# start of TEXT

But at its core, the impostor phenomenon describes something much simpler: the cognitive belief that other people overestimate your abilities at work. It’s not fundamentally about feeling fraudulent or fearing exposure, though those emotions may accompany the thoughts. It’s about the gap between how competent you believe you are and how competent others seem to think you are.
Reframing this as “impostor thoughts” rather than “impostor syndrome” helps in several ways. First, it emphasizes the transient, situational nature of the experience. Thoughts come and go. They respond to context. They can change as circumstances shift. Second, it reduces the stigma and shame that often accompany the experience. Having thoughts about your competence is normal and human. Having a syndrome sounds like something is broken.
Recognizing Impostor Thoughts in Your Team
Before managers can effectively support employees, they need to recognize how impostor thoughts manifest in the workplace. These thoughts don’t always announce themselves clearly. Instead, they show up through specific behaviors and patterns.

# end of TEXT
# start of WORKING DATA

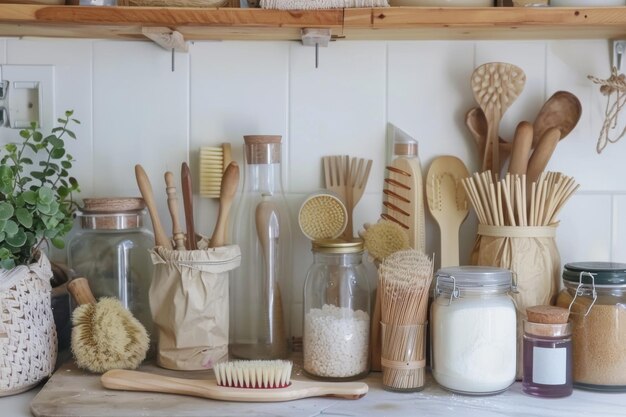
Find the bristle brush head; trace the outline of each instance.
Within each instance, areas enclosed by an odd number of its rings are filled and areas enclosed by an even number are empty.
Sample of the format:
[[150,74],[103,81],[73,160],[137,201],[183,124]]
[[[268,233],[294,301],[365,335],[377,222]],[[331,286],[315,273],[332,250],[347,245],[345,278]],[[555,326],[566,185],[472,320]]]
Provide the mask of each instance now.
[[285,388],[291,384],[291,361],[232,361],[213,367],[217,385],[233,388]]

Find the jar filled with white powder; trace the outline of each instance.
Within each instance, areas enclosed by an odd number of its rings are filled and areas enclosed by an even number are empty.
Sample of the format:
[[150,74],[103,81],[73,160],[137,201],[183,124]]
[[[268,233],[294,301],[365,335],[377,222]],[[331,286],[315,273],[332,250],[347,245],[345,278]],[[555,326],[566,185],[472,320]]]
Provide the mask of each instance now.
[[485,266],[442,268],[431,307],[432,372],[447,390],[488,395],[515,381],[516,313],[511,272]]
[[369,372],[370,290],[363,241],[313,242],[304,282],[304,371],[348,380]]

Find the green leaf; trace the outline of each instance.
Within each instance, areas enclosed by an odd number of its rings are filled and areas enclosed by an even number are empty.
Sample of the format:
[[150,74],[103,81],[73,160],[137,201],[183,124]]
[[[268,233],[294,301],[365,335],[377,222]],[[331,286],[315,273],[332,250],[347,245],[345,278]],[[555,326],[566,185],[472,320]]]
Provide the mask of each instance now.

# end of WORKING DATA
# start of WORKING DATA

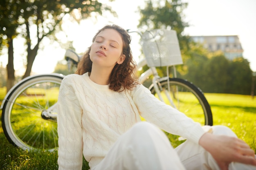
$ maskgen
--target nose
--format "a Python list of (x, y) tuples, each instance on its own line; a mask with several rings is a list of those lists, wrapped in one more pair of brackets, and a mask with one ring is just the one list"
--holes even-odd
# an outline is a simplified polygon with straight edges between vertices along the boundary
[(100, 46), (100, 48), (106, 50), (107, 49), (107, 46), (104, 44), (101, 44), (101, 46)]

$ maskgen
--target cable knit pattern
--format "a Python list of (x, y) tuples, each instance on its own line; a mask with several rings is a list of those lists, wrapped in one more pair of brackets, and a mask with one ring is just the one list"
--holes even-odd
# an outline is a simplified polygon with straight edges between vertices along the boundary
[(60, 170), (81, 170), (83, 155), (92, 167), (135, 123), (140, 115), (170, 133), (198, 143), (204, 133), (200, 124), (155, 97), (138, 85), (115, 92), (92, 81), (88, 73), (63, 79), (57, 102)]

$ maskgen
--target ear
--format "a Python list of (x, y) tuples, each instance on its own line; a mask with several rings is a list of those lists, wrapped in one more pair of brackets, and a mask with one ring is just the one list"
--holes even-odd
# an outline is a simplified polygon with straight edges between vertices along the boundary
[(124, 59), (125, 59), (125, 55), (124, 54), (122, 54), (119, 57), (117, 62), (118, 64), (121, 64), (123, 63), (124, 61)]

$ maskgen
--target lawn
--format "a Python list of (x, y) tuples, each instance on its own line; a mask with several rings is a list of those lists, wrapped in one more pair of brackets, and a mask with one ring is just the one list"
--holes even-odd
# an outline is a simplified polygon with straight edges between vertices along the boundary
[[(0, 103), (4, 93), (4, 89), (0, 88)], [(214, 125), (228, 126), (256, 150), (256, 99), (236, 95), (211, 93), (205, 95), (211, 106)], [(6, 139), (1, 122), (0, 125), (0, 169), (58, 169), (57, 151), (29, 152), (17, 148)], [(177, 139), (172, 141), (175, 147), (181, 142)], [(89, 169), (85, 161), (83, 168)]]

# end of WORKING DATA
# start of WORKING DATA

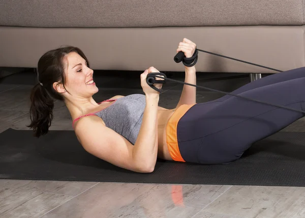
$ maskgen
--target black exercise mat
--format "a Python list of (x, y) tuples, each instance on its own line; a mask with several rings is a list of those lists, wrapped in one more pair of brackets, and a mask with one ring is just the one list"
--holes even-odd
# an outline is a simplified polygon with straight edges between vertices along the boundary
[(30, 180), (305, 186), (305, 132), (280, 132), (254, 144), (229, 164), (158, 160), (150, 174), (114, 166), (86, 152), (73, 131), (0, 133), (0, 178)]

# end of WORKING DATA

• OBJECTIVES
[a] Give the impostor thoughts text again from "Reframing this as" to "something is broken.", replacing "stigma" with "embarrassment".
[b] Extract every line of the records that contains the string "trace", treating case as significant.

• OUTPUTS IN ORDER
[a]
Reframing this as “impostor thoughts” rather than “impostor syndrome” helps in several ways. First, it emphasizes the transient, situational nature of the experience. Thoughts come and go. They respond to context. They can change as circumstances shift. Second, it reduces the embarrassment and shame that often accompany the experience. Having thoughts about your competence is normal and human. Having a syndrome sounds like something is broken.

[b]
Find the bristle brush head; trace the outline of each instance.
Find the jar filled with white powder; trace the outline of each instance.
Find the green leaf; trace the outline of each instance.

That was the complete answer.